• **WHAT YOU NEED TO DO**
A. In the Google Chat article, start at the words "Google's Chat app" and end after "use Chat instead.". Give that stretch again with "Hangouts" swapped for "Duo".
B. Name every app that the Google Chat article says current Hangouts users will be pushed or directed to use instead, and say which users go to each.

• **DOCUMENT PASSAGE**
[START]

Google's Chat app isn't just for businesses anymore.

Google

Google is, once again, changing up its messaging app strategy. The company plans to make Chat, its Slack-like app, free for everyone in 2021, when it will push people currently using Hangouts to use Chat instead.

If you’re having trouble keeping track (understandable considering Google notoriously confusing messaging strategy) Chat is the company’s enterprise chat app originally introduced as part of Google’s business offerings. It has features similar to the original Hangouts experience, but has extra upgrades like reactions and reply suggestions. But starting next year, instead of only being available businesses that use Google Workspace (formerly known as G Suite, formerly known as Google Apps) the upgraded “Chat” app will be available to everyone who uses Gmail.

“Next year, Chat will become available as a free service—both in the integrated experience in Gmail and the Chat standalone app,” Google says in an update. The company says it will allow users to “begin upgrading” in “the first half of 2021,” and that conversation history from Hangouts will automatically carry over to Chat to ease the transition.

The update is coming with a few other changes that will affect people who currently use Hangouts outside of Gmail. While Google has previously allowed Google Fi subscribers to use Hangouts to manage phone calls and texting, the company will push those users to its Messages app instead. Likewise, Google Voice subscribers who previously used Hangouts to manage calls will be directed to use the Voice app instead. (Google says it plans to remove Voice support from Hangouts entirely sometime in 2021.)

Google doesn’t indicate what all these changes mean for the future of the consumer version of its Hangouts app (the company already has a plan to pull Hangouts from Workspace by the end of next year). But Google has been gradually phasing out the Hangouts brand in favor of its newer messaging services for some time now, so it’s not surprising it would want to start pushing more users to its newer apps instead.

[END]

• **DATA PROVIDED**
[START]

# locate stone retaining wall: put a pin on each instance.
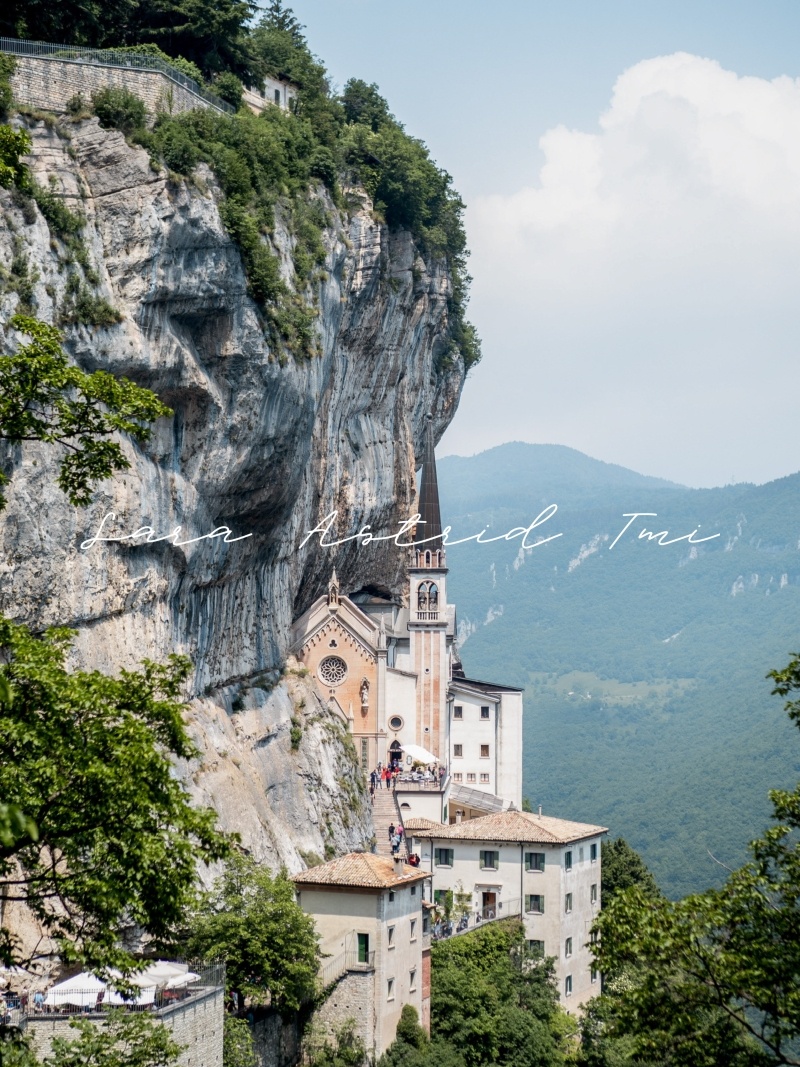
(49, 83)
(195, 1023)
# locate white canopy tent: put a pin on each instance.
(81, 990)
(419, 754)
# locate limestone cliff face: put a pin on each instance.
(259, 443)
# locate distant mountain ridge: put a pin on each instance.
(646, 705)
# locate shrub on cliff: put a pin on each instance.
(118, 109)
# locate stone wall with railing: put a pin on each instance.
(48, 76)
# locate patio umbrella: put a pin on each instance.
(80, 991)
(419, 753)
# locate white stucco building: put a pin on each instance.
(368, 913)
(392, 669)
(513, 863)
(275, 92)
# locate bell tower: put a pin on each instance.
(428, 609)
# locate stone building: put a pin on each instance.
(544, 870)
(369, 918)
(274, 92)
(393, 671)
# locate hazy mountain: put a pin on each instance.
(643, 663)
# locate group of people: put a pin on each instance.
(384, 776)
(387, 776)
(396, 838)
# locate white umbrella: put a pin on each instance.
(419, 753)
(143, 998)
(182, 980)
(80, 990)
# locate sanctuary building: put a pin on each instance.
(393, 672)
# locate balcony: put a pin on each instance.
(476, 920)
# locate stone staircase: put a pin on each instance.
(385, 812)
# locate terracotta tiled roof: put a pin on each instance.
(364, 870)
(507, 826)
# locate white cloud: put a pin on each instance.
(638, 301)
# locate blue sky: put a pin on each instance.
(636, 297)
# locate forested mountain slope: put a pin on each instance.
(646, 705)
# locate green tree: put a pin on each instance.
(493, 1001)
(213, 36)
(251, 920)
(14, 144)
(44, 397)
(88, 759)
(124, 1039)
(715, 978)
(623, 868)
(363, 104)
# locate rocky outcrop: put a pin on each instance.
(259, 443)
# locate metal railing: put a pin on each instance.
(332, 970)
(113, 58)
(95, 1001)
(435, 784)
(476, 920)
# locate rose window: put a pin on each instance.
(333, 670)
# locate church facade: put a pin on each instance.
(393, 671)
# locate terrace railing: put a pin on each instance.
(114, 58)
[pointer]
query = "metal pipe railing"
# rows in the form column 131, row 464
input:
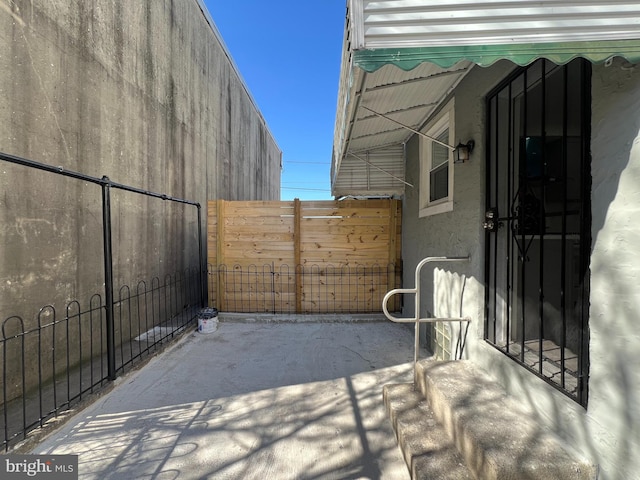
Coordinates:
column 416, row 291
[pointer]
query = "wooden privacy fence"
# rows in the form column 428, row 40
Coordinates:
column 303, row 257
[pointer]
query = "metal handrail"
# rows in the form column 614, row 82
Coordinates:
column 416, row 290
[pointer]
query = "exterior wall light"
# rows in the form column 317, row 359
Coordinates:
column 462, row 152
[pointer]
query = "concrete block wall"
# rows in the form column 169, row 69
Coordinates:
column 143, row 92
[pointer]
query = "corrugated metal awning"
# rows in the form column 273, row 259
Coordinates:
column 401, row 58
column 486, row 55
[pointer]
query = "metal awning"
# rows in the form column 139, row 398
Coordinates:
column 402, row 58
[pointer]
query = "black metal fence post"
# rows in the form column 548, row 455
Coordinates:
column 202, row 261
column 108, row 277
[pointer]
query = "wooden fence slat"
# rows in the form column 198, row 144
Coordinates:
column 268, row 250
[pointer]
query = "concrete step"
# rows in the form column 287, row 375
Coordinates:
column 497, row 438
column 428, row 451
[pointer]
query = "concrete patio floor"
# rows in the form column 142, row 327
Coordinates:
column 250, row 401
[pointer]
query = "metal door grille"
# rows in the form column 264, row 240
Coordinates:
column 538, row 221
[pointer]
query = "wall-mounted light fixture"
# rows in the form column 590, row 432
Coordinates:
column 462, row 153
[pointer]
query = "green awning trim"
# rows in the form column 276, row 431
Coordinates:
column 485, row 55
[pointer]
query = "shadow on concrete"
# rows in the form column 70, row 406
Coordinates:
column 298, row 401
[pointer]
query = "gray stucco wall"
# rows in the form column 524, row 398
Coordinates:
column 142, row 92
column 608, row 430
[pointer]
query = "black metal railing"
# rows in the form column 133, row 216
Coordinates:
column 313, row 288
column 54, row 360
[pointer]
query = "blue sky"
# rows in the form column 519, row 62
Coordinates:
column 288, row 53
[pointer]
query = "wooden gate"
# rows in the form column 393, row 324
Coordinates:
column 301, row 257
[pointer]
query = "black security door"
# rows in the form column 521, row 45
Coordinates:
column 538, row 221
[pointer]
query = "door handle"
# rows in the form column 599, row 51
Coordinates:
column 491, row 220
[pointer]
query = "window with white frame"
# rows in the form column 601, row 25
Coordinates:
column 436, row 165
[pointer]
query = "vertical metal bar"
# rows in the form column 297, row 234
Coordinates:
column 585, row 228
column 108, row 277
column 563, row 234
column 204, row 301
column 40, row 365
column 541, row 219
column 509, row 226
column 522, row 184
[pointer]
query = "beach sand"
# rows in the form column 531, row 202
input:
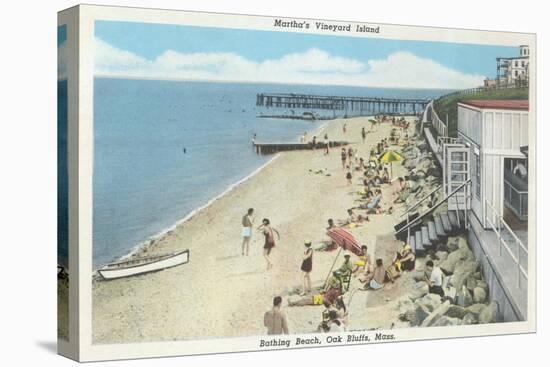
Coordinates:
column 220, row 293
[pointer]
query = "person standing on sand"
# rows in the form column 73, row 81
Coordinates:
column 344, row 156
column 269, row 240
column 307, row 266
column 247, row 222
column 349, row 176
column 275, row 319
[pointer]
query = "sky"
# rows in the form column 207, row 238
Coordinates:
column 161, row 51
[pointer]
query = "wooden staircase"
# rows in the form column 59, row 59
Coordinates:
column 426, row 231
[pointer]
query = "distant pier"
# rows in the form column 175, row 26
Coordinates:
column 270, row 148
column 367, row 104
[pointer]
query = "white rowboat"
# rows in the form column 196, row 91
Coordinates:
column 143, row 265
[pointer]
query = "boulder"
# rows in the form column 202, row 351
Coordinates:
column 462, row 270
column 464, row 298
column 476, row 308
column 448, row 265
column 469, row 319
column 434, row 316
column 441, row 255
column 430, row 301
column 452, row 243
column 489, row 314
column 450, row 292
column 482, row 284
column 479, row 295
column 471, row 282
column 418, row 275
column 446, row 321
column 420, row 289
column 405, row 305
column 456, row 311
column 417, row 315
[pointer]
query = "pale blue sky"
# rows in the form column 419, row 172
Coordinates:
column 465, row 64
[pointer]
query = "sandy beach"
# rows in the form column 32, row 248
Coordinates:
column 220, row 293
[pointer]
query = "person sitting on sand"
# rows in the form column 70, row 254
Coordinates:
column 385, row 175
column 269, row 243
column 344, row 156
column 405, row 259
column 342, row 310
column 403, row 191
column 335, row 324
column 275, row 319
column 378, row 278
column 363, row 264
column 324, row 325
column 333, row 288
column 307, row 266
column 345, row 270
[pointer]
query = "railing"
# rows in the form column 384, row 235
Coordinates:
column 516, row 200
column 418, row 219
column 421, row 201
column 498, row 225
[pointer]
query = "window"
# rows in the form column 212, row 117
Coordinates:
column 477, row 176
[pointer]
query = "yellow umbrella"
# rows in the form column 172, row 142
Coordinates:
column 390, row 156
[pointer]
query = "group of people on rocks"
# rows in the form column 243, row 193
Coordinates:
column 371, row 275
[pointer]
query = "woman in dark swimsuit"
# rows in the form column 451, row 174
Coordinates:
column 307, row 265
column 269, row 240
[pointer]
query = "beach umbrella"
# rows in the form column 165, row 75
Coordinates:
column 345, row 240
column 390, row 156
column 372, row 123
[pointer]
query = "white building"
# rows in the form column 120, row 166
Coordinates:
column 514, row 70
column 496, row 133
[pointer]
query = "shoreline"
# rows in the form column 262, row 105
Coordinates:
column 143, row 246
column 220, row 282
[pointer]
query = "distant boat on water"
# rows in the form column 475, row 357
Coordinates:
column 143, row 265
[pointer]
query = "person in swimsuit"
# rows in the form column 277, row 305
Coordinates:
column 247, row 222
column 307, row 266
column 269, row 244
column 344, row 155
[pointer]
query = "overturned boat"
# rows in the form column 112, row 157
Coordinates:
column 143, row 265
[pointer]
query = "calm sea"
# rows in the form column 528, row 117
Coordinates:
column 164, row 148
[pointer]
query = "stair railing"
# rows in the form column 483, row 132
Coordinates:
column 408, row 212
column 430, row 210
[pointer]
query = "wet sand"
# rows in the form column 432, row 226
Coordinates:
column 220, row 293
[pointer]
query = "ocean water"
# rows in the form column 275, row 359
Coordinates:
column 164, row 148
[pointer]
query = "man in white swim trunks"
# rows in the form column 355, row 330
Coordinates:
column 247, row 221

[END]

• **SOLUTION LIST**
A.
Google's Chat app isn't just for businesses anymore.

Google

Google is, once again, changing up its messaging app strategy. The company plans to make Chat, its Slack-like app, free for everyone in 2021, when it will push people currently using Duo to use Chat instead.

B.
- Chat: people currently using Hangouts
- Messages: Google Fi subscribers who used Hangouts for phone calls and texting
- Voice app: Google Voice subscribers who used Hangouts to manage calls